Excerpts from point annotation data
>>>>

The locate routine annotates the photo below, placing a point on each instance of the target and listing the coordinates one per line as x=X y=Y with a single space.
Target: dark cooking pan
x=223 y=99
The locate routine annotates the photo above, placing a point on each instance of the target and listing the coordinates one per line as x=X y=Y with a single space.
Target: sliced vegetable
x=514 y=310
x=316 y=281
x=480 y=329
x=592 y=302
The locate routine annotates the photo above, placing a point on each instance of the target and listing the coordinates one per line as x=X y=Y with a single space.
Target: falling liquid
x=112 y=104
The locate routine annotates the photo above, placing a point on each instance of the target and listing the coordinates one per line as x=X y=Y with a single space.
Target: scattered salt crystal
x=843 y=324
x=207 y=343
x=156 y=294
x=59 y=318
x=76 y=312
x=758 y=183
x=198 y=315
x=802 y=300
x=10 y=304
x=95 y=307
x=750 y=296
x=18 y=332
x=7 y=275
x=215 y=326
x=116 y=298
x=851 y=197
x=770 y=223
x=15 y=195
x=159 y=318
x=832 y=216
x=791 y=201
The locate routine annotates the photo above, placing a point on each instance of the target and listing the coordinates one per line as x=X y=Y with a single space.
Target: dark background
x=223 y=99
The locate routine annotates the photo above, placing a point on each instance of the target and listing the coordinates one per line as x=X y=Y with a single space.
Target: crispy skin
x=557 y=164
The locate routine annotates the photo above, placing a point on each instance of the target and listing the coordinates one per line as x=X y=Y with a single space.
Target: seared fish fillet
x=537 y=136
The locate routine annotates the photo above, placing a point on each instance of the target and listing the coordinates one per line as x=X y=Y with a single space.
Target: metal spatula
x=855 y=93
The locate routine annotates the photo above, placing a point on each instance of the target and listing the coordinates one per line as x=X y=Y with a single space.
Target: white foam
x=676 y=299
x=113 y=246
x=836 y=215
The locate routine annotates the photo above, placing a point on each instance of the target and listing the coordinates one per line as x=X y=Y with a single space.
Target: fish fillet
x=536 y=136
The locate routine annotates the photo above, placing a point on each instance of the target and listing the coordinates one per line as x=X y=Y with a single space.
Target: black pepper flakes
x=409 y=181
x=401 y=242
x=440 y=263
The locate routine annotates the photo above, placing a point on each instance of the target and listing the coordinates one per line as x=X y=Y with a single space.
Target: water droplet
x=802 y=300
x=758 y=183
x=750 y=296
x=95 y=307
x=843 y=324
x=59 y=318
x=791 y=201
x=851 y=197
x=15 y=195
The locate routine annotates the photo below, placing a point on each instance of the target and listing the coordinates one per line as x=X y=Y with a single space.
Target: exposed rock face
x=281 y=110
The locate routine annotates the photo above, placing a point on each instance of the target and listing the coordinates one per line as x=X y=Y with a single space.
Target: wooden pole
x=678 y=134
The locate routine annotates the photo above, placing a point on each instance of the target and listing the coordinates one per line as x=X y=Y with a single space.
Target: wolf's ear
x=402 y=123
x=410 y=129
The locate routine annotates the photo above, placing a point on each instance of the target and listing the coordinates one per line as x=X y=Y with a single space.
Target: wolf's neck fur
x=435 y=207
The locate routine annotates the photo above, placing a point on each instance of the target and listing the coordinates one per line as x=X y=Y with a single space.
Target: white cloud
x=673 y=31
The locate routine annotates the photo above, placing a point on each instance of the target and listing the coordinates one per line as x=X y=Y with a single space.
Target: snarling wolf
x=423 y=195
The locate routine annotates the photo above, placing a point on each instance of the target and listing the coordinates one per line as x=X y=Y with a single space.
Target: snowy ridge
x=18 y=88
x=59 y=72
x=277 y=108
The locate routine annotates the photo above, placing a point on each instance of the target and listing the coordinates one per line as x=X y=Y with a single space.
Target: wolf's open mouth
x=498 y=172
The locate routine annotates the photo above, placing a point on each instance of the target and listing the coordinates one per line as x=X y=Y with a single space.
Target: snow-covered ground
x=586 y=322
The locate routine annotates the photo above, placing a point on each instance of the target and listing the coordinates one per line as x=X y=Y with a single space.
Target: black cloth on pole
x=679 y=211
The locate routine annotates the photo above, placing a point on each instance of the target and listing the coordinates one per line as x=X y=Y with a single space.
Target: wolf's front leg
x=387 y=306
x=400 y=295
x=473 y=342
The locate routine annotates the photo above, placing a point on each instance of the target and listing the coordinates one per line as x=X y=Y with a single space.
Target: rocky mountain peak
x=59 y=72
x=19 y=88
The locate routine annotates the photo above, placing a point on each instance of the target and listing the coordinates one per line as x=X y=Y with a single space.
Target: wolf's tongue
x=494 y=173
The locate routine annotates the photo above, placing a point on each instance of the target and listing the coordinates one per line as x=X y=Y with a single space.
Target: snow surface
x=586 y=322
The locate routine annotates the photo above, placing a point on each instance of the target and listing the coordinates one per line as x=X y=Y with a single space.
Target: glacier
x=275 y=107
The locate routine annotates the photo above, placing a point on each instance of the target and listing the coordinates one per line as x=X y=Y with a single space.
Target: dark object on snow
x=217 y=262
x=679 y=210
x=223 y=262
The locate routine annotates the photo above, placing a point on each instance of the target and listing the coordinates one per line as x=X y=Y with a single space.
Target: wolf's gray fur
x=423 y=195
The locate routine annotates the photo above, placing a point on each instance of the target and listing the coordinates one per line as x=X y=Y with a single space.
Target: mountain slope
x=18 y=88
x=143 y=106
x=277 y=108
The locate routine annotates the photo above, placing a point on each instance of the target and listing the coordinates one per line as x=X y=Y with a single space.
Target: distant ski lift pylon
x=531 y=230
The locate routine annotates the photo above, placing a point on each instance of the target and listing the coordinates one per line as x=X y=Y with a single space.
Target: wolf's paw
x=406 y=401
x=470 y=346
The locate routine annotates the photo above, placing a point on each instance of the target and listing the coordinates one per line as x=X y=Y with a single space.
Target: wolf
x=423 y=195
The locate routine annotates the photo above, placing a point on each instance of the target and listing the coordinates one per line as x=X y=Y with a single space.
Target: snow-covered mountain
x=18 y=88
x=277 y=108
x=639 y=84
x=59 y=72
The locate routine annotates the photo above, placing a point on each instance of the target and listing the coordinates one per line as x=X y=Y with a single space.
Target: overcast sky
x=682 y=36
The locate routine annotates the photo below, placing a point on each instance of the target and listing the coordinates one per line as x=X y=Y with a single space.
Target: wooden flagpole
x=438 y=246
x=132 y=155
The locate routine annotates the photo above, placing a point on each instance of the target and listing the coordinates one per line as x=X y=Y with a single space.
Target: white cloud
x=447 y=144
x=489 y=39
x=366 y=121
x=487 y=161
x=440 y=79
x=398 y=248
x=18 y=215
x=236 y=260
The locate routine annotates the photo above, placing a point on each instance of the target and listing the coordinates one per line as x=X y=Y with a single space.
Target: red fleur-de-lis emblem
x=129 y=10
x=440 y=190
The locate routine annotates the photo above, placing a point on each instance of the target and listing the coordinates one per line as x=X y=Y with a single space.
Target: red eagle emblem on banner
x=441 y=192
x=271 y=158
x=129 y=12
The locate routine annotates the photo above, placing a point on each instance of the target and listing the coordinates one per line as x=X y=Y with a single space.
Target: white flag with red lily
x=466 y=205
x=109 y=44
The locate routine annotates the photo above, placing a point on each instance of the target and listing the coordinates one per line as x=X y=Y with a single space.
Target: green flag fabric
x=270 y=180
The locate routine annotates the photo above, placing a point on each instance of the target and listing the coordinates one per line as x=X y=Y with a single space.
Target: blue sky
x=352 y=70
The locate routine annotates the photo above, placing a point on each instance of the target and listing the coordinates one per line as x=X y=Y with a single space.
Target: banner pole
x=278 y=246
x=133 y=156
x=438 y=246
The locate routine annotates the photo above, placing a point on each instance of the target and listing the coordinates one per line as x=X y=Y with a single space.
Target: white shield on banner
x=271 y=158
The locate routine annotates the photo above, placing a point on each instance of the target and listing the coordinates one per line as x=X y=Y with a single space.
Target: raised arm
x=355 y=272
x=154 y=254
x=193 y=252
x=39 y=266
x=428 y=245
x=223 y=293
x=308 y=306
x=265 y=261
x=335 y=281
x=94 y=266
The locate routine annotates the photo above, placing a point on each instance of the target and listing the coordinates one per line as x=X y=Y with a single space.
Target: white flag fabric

<<<<

> _Your task_
Give the lines from the very start of the entries through the line with "x=112 y=104", that line included, as a numbered list, leaving out any blank lines.

> _Written solution_
1. The locate routine annotates the photo below, placing a point on each instance of the target and listing the coordinates one per line as x=X y=Y with a single space.
2. Target: dark cooking pan
3. x=223 y=99
4. The locate routine annotates the photo above, placing a point on each instance of the target and listing the coordinates one per line as x=X y=Y with a single space.
5. Target: sliced vegetable
6. x=514 y=310
7. x=316 y=281
8. x=480 y=329
9. x=592 y=302
10. The locate routine annotates the photo above, placing a point on each instance of the target and listing the coordinates one per line as x=X y=Y with a single space.
11. Target: falling liquid
12. x=112 y=104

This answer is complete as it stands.